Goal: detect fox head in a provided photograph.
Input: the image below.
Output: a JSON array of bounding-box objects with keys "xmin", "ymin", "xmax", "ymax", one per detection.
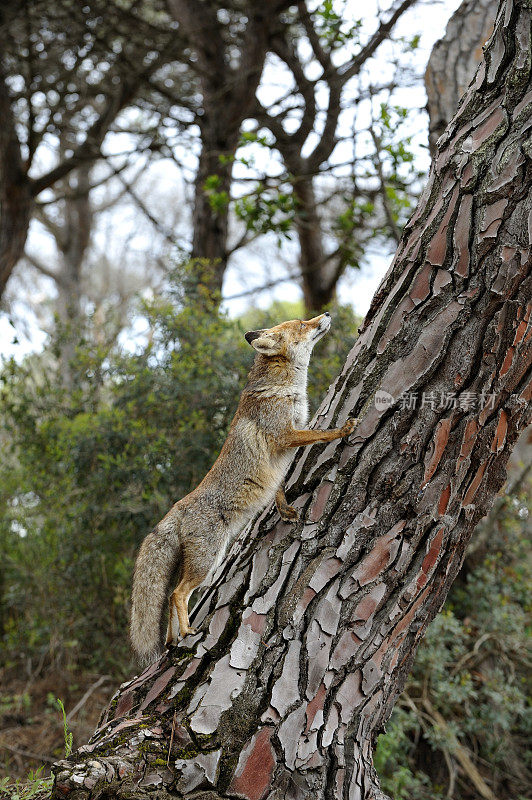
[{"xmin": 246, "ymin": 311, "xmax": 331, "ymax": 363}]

────────────────────

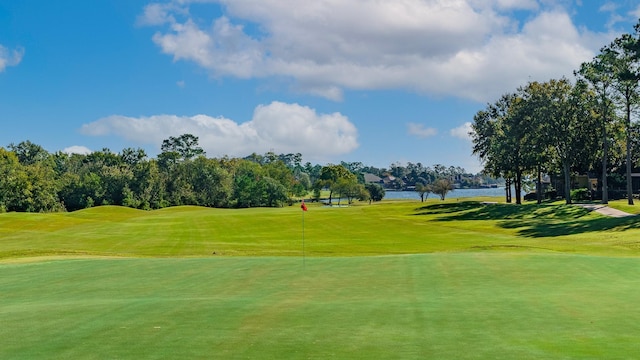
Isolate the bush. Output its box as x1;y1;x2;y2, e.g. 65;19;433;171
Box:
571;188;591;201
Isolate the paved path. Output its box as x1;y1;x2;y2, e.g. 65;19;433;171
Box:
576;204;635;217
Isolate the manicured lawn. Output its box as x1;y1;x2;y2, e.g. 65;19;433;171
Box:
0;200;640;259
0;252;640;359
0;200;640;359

────────────────────

- [PROBLEM TO SOLVE] Extract every line from the listing above that contains the string "xmax", treating uppercase and lowercase letters as distinct.

- [OUTPUT OF THE TASK]
Output: a JSON array of bounding-box objects with keys "xmin", "ymin", "xmax", "ymax", one per detection.
[{"xmin": 246, "ymin": 311, "xmax": 331, "ymax": 363}]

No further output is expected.